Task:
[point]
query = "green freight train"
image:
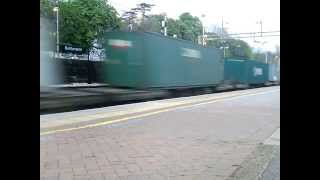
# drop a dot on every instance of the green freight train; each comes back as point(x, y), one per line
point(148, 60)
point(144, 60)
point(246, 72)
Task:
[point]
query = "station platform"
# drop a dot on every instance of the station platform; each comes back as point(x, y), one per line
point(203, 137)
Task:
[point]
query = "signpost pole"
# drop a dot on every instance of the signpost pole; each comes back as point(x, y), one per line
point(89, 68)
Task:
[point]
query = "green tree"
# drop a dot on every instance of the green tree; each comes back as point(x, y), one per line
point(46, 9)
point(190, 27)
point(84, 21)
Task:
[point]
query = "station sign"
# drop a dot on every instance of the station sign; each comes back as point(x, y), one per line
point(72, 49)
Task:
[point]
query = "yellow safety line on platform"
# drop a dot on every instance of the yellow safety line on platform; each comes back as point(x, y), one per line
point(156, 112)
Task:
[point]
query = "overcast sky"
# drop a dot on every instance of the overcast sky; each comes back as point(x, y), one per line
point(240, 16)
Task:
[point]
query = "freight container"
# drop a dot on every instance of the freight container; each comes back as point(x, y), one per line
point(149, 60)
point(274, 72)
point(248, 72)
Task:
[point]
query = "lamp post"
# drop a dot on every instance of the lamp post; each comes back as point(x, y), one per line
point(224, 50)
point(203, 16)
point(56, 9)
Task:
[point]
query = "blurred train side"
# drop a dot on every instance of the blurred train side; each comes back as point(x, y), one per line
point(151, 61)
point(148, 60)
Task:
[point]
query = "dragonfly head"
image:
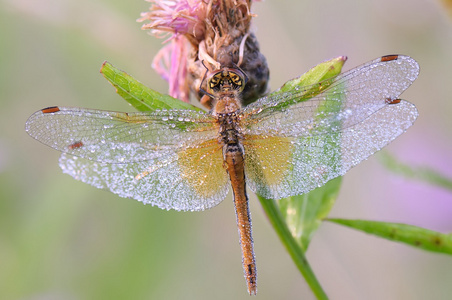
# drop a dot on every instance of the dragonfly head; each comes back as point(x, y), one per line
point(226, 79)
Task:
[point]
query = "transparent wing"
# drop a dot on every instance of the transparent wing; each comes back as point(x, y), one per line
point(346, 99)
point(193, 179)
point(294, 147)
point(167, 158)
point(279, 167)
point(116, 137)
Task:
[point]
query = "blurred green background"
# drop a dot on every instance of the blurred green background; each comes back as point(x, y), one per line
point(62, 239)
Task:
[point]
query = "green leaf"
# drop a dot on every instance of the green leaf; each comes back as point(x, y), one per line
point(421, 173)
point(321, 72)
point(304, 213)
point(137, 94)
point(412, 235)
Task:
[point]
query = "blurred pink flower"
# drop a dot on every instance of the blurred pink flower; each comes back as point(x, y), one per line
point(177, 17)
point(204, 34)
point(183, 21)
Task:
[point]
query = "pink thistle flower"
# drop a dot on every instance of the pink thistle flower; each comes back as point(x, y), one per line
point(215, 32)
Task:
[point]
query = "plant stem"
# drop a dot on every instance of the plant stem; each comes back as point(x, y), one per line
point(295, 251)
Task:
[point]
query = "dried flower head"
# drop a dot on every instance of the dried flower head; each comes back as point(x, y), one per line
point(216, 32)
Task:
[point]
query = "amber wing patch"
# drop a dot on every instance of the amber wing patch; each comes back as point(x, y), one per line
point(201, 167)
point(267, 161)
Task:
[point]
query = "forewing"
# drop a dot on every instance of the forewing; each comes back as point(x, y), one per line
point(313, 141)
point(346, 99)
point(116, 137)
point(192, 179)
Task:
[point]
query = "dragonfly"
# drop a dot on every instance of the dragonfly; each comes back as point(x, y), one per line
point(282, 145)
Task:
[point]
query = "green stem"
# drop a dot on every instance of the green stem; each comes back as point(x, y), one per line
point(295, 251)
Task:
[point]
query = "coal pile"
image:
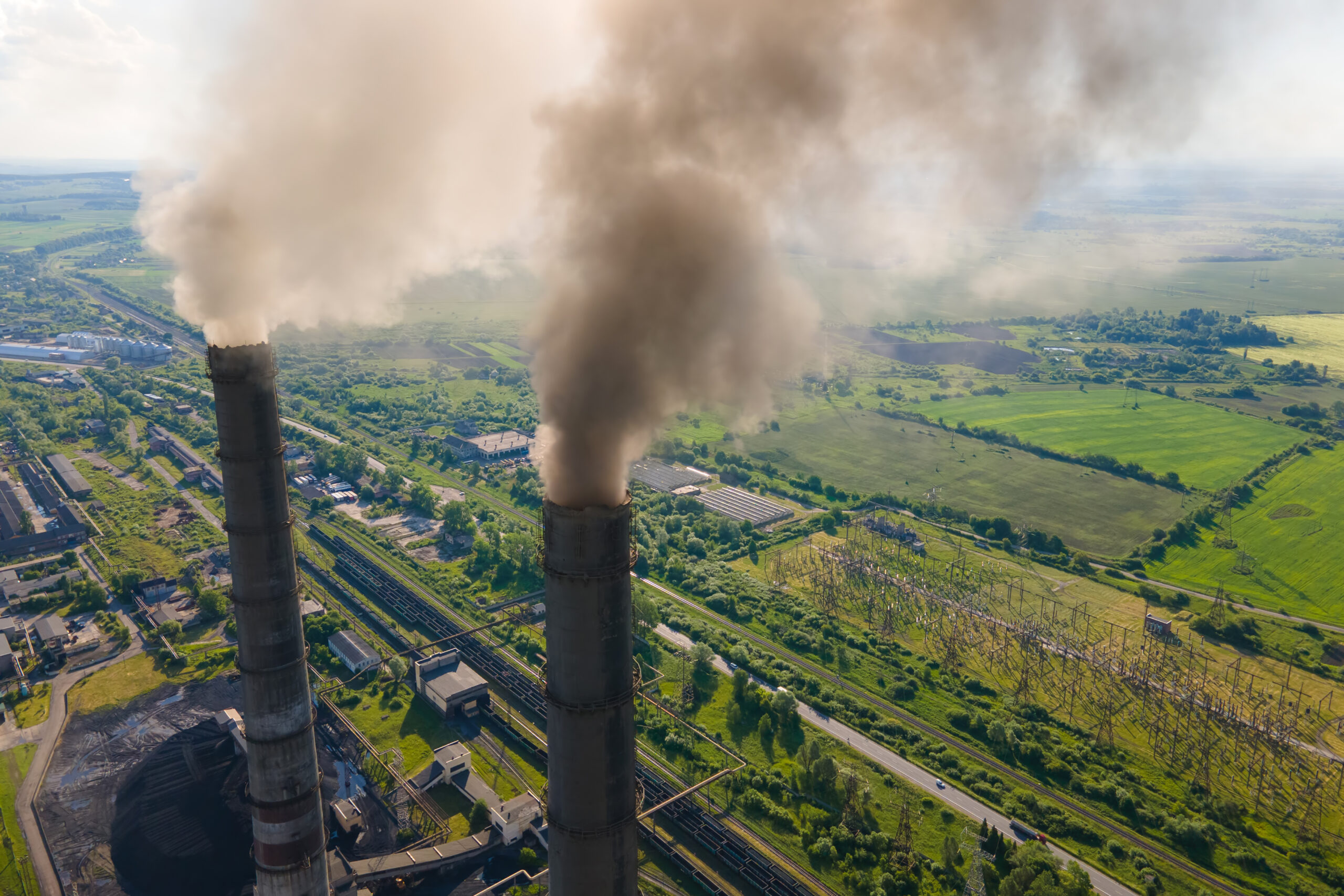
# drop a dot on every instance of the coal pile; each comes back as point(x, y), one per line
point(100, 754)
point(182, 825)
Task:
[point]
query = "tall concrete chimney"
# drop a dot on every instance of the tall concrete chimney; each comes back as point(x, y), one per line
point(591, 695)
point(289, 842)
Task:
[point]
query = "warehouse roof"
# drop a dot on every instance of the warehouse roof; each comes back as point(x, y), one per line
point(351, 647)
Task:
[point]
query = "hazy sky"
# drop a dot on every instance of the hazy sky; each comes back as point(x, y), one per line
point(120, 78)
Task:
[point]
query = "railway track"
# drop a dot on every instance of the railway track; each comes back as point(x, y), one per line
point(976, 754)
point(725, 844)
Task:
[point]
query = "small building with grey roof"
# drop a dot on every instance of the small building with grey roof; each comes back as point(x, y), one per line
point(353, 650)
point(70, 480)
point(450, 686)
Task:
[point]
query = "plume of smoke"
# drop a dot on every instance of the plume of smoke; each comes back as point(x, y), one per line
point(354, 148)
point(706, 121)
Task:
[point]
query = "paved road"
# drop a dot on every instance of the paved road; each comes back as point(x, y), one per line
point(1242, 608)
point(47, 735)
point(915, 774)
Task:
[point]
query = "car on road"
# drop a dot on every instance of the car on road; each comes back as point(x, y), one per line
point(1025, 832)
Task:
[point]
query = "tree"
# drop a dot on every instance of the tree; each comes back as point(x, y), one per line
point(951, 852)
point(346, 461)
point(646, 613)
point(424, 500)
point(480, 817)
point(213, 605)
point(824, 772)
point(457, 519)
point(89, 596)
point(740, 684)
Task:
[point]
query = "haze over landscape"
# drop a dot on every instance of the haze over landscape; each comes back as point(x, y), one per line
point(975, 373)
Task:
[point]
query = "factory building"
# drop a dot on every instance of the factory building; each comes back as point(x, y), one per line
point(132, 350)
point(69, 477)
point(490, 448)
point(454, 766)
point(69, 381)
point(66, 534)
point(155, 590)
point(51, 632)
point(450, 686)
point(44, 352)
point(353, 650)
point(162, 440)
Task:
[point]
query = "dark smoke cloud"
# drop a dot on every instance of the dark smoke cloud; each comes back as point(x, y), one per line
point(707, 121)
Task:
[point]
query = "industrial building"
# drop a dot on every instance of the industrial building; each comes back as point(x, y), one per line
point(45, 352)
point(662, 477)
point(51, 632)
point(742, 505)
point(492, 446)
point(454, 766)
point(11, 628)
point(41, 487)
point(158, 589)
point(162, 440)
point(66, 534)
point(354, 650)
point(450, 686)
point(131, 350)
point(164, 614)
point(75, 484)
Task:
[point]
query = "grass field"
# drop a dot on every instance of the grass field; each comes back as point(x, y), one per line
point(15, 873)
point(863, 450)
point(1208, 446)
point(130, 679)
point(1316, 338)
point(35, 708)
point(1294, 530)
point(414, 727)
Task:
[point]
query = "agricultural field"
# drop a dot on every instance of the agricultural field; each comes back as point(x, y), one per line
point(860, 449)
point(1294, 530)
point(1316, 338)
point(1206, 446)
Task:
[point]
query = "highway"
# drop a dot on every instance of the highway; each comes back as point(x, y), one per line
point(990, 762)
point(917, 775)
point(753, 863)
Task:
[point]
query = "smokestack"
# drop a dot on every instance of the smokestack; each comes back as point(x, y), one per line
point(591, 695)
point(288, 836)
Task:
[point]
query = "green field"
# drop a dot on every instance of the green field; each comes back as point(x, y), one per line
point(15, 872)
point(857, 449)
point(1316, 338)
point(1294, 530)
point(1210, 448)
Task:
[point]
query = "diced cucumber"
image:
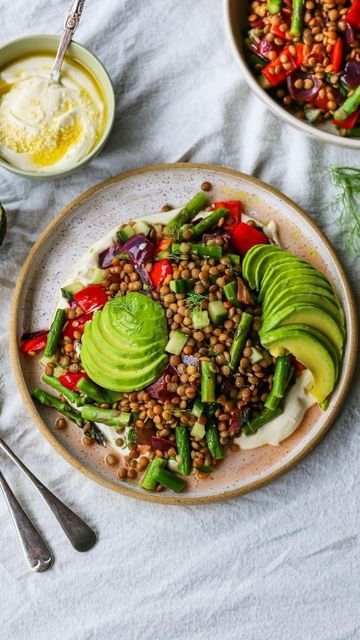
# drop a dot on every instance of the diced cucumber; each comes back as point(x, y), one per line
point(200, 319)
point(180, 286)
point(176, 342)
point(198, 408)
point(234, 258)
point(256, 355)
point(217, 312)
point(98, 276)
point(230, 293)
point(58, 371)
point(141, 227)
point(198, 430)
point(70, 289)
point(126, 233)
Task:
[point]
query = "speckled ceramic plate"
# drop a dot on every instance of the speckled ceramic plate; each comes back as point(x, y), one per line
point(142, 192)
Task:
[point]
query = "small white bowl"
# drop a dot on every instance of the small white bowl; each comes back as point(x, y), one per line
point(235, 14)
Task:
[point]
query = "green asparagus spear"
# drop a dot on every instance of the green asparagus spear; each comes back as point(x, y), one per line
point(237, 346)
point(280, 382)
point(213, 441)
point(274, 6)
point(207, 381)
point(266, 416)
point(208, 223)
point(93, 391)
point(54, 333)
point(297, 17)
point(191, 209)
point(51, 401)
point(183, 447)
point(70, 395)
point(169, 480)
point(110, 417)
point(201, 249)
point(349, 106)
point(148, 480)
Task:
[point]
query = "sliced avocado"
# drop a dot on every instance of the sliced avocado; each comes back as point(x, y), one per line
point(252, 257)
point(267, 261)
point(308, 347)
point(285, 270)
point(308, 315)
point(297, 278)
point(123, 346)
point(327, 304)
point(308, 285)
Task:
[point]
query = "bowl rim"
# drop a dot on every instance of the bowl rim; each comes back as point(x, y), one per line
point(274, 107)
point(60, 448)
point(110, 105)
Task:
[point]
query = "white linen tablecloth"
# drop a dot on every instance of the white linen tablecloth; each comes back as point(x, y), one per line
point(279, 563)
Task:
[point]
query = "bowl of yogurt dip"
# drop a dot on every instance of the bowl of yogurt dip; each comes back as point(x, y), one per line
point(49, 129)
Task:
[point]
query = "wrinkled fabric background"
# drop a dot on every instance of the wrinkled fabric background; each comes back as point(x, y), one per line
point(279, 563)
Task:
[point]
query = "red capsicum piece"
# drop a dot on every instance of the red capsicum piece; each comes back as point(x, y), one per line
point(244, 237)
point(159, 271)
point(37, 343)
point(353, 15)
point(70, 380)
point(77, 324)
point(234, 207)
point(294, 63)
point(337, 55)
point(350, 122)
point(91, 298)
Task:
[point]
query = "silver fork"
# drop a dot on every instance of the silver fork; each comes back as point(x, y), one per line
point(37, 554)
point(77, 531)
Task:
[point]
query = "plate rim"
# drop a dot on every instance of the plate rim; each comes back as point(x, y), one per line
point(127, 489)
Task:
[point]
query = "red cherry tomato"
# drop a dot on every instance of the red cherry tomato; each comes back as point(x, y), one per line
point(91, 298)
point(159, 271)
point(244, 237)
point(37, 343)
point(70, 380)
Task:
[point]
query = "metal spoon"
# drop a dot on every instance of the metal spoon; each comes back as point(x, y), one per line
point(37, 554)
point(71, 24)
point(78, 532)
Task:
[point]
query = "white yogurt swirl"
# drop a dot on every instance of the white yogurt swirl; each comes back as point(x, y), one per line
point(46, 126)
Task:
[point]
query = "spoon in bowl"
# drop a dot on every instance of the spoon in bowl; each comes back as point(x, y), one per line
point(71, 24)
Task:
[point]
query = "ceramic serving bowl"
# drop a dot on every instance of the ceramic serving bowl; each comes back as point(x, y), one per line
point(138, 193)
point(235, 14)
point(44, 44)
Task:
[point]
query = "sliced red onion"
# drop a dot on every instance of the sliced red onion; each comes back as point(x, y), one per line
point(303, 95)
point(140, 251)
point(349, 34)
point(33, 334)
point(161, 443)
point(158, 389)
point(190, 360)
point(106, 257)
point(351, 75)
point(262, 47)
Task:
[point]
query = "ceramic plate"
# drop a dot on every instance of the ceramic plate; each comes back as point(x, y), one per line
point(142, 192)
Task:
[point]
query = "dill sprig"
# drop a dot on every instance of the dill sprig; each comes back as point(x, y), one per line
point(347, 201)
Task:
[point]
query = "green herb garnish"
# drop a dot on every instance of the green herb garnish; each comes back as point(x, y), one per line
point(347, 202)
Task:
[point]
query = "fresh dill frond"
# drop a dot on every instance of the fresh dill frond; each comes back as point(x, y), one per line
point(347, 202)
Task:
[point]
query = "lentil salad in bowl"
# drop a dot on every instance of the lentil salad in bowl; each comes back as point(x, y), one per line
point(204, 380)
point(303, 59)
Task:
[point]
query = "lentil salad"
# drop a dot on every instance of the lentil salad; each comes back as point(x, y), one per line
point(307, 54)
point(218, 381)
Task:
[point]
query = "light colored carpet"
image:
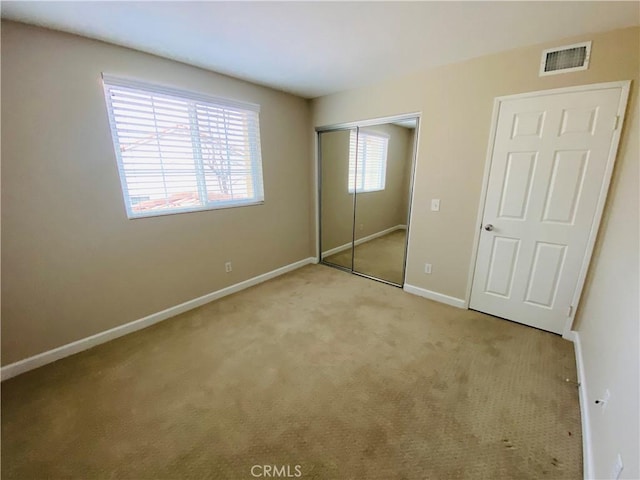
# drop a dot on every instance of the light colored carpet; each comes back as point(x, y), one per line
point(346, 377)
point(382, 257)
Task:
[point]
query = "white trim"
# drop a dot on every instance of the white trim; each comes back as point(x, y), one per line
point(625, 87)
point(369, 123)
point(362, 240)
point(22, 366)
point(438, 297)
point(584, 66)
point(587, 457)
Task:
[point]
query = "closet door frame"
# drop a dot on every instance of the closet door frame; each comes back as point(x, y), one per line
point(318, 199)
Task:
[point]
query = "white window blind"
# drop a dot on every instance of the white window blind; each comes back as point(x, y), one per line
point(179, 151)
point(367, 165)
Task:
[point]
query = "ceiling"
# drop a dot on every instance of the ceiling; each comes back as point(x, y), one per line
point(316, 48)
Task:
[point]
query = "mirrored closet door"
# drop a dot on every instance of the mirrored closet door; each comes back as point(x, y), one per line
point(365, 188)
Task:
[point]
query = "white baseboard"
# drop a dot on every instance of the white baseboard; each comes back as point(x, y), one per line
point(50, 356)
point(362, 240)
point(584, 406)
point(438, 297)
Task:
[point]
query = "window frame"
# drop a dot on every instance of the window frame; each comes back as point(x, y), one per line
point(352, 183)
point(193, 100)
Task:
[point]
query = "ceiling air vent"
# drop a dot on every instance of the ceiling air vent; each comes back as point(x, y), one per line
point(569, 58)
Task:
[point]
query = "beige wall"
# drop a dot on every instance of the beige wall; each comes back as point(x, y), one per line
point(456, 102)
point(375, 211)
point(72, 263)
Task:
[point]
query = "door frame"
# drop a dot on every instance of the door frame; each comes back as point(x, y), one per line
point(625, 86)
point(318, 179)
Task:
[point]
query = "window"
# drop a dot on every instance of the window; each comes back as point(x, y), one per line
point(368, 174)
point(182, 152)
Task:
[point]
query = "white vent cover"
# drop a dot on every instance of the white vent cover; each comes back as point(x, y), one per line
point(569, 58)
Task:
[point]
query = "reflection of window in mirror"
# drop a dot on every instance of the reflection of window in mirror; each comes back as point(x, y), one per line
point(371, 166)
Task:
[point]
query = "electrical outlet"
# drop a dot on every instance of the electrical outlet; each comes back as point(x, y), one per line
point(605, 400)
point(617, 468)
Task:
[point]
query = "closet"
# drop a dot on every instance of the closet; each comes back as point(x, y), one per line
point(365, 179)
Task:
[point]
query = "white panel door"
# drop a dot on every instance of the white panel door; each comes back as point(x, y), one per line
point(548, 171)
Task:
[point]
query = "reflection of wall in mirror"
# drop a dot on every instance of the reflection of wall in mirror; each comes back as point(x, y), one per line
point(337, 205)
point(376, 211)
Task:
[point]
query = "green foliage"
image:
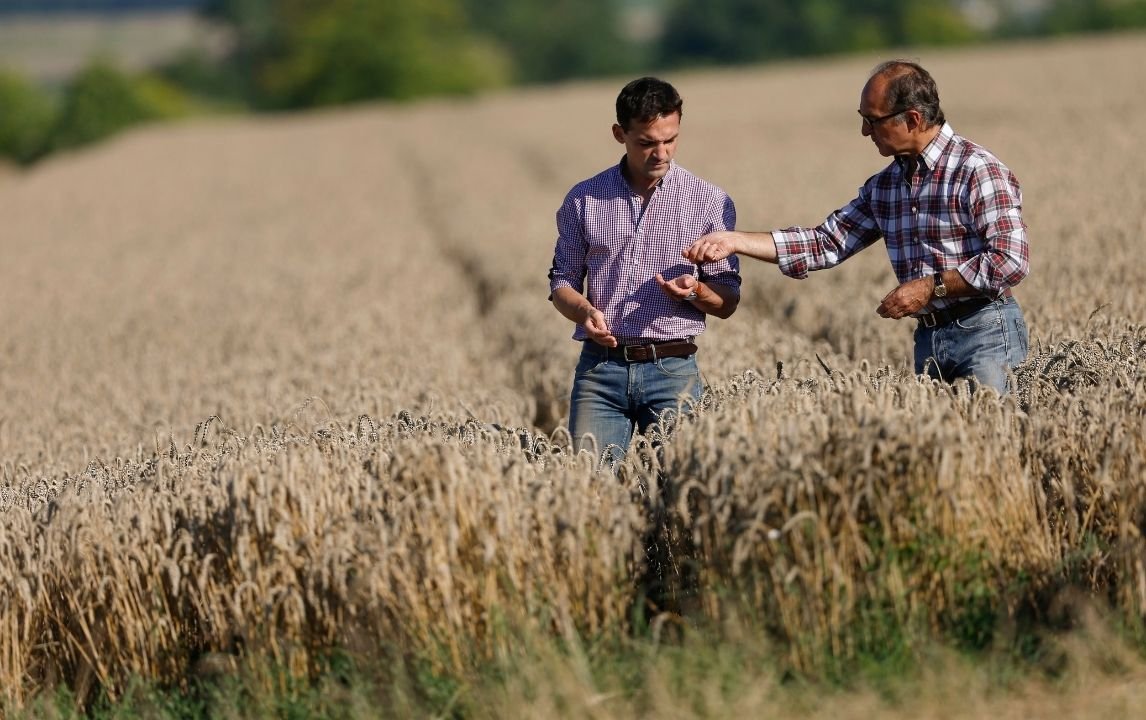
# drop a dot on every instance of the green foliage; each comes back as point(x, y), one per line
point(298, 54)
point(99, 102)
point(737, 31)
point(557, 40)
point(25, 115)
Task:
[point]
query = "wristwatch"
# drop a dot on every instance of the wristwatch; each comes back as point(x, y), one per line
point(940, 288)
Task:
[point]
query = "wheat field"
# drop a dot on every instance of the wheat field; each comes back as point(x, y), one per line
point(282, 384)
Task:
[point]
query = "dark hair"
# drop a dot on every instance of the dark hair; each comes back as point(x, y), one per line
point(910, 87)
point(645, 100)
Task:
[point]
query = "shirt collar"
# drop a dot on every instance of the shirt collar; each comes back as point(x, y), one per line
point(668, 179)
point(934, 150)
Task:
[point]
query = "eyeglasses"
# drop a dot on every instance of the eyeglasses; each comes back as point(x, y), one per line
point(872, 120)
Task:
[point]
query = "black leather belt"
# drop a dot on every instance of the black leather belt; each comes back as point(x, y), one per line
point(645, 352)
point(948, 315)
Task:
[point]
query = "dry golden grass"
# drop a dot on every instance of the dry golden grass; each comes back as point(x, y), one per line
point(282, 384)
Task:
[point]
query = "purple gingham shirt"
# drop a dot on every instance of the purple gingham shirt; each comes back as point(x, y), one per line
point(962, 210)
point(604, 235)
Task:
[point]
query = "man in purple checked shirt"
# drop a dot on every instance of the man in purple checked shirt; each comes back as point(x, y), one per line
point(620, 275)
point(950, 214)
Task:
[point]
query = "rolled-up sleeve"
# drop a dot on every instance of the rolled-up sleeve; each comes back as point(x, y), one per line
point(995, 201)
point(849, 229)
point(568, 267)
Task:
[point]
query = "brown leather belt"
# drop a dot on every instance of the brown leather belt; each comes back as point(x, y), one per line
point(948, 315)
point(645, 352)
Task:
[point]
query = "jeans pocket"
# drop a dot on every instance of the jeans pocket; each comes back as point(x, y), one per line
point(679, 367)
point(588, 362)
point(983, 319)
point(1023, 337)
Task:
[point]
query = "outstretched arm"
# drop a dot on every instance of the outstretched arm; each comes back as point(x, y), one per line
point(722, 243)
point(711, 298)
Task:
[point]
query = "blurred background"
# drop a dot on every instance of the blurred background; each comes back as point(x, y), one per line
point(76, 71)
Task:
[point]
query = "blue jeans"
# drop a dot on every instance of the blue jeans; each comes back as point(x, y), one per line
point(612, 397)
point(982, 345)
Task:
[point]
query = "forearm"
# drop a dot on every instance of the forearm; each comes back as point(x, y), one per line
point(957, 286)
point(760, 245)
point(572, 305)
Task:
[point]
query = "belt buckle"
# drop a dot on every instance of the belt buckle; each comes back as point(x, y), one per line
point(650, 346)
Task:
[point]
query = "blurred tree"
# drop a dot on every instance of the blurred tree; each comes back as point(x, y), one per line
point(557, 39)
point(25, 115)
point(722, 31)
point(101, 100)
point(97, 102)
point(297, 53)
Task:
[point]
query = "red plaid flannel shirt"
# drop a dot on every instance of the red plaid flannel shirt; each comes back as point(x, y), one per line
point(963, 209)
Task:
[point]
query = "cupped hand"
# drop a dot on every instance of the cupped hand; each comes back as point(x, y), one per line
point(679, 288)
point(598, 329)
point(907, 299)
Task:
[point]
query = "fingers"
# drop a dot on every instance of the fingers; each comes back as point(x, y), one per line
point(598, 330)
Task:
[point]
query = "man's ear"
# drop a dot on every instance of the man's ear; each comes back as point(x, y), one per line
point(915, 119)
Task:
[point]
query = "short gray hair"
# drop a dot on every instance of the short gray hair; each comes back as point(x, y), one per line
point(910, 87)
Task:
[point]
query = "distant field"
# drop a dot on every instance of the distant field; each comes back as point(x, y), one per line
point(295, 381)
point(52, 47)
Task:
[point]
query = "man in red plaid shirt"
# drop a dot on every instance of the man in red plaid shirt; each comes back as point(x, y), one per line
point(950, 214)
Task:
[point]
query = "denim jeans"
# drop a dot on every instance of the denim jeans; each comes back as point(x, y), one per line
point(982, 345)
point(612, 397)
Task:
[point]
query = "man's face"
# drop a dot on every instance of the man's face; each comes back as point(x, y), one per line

_GOAL OF THE EXERCISE_:
Please count the lines of the material above that contain the string "capsicum" and reply with only that number.

_RESPONSE TO THE TASK_:
2